- Your goal
Tally the lines below that include "hair" and give only the total.

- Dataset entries
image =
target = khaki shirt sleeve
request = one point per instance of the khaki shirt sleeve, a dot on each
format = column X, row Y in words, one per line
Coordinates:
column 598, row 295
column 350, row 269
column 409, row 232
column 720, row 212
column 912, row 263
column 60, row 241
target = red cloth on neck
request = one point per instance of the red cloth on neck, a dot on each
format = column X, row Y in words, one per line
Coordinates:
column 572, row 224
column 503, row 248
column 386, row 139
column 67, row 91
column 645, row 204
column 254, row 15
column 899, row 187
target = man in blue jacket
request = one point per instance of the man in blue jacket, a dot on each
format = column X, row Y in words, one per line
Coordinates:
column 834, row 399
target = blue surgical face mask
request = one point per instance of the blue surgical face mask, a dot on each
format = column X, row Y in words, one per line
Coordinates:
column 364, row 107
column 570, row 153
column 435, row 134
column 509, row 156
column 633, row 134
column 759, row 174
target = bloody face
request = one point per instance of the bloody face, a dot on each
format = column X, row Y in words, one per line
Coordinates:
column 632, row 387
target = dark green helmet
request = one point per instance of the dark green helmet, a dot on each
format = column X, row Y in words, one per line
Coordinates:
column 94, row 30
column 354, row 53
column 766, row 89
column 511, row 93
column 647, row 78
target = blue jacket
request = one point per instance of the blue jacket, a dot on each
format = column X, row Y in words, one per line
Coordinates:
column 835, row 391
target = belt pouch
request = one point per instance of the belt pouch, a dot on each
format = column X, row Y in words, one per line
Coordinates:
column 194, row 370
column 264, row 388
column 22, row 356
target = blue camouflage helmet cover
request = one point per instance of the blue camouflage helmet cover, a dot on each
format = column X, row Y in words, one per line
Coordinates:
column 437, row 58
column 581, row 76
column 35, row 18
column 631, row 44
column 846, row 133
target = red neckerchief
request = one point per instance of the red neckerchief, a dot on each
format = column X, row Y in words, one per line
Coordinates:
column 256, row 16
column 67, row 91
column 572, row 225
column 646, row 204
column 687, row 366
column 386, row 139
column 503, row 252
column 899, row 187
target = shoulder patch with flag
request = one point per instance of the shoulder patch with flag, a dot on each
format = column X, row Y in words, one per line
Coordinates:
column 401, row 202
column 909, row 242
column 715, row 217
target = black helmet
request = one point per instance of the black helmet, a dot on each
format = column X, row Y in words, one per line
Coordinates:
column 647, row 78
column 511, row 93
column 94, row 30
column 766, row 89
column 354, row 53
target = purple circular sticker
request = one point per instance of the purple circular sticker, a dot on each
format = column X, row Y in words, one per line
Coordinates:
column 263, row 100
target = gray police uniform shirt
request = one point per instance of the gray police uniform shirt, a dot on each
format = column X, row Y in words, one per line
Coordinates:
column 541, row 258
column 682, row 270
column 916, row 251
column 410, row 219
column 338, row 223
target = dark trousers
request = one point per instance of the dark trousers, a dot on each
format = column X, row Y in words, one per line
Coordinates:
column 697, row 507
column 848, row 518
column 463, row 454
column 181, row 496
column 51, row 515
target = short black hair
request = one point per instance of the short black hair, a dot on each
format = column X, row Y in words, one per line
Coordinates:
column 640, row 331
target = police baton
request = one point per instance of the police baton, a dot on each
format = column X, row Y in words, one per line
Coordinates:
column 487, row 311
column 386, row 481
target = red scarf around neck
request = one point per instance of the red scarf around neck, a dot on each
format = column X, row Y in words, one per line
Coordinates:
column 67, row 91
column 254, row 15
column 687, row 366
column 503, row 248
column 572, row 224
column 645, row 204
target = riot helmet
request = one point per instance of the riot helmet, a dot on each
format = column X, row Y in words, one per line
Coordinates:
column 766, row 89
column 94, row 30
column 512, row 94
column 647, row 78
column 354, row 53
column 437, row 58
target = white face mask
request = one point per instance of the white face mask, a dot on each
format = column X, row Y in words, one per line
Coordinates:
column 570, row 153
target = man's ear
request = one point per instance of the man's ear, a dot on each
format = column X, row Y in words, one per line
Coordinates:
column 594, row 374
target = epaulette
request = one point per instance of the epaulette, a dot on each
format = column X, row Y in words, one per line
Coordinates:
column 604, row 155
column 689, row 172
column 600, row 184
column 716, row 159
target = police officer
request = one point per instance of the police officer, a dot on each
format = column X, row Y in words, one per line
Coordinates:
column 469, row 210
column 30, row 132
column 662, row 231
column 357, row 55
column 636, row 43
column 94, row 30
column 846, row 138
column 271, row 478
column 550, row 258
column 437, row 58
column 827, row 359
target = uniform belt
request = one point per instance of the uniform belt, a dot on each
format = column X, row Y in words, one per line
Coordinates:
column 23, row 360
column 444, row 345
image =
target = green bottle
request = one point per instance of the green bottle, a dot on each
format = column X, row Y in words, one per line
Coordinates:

- Written response
2